Written problem — Express each line of the rows below as a JSON list of strings, one string per line, omitting blank lines and leaving out the pictures.

Records supplied —
Begin
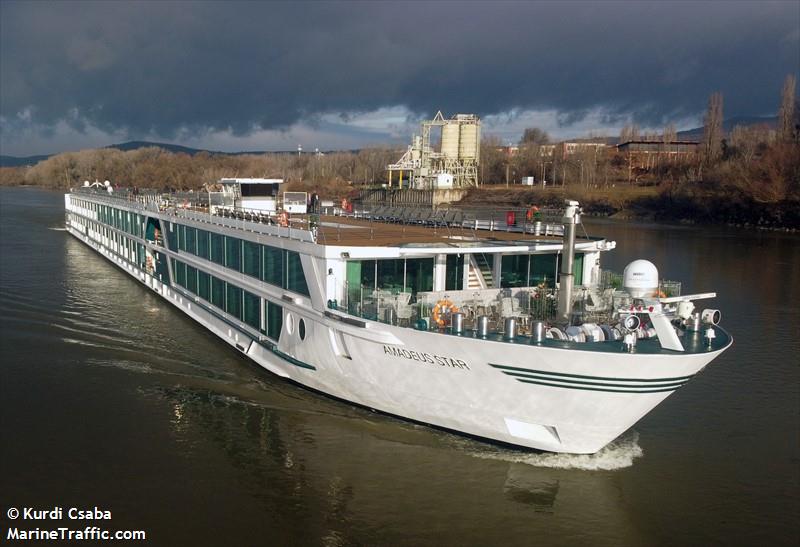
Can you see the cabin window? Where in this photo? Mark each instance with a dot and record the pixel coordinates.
(273, 314)
(391, 275)
(251, 260)
(204, 285)
(172, 236)
(179, 269)
(218, 292)
(191, 279)
(233, 253)
(419, 275)
(233, 301)
(454, 277)
(397, 275)
(191, 239)
(217, 248)
(252, 311)
(272, 270)
(577, 268)
(202, 244)
(295, 277)
(543, 269)
(514, 271)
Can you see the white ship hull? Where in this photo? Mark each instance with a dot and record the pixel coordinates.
(554, 399)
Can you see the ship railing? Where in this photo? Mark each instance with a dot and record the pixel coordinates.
(475, 219)
(433, 310)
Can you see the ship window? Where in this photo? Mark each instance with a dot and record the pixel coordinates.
(543, 269)
(272, 272)
(233, 253)
(191, 279)
(252, 313)
(202, 243)
(191, 239)
(514, 271)
(180, 274)
(218, 292)
(203, 285)
(577, 268)
(251, 259)
(217, 248)
(368, 268)
(172, 236)
(391, 274)
(233, 301)
(274, 315)
(295, 277)
(454, 277)
(419, 275)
End
Finished exercise —
[
  "Can you see the cabin window? Where in this photo? Mark each instance with a dot and record the pixel coordinates.",
  "(273, 314)",
  "(391, 275)",
  "(251, 260)",
  "(204, 285)",
  "(172, 236)",
  "(179, 269)",
  "(218, 292)",
  "(191, 279)",
  "(233, 253)",
  "(419, 275)",
  "(233, 301)",
  "(454, 277)",
  "(397, 275)",
  "(191, 239)",
  "(217, 248)",
  "(252, 311)",
  "(272, 270)",
  "(577, 268)",
  "(202, 244)",
  "(295, 277)",
  "(543, 269)",
  "(514, 271)",
  "Can you see the white ship hull? Where in this photo? Mark each instance with a dot and record the pixel coordinates.",
  "(554, 399)",
  "Can you see the ship railing? Where in this photo? Mark each instance with a dot and record the pixel coordinates.",
  "(475, 219)",
  "(433, 310)",
  "Can you see the ship window? Where in this photo? Mark each instance with a dot and record the pixel coordinates.",
  "(543, 269)",
  "(272, 272)",
  "(233, 253)",
  "(191, 279)",
  "(252, 313)",
  "(202, 243)",
  "(191, 239)",
  "(514, 271)",
  "(180, 274)",
  "(218, 292)",
  "(203, 285)",
  "(577, 268)",
  "(251, 259)",
  "(217, 248)",
  "(368, 268)",
  "(172, 236)",
  "(391, 274)",
  "(233, 301)",
  "(274, 315)",
  "(295, 277)",
  "(454, 277)",
  "(419, 275)"
]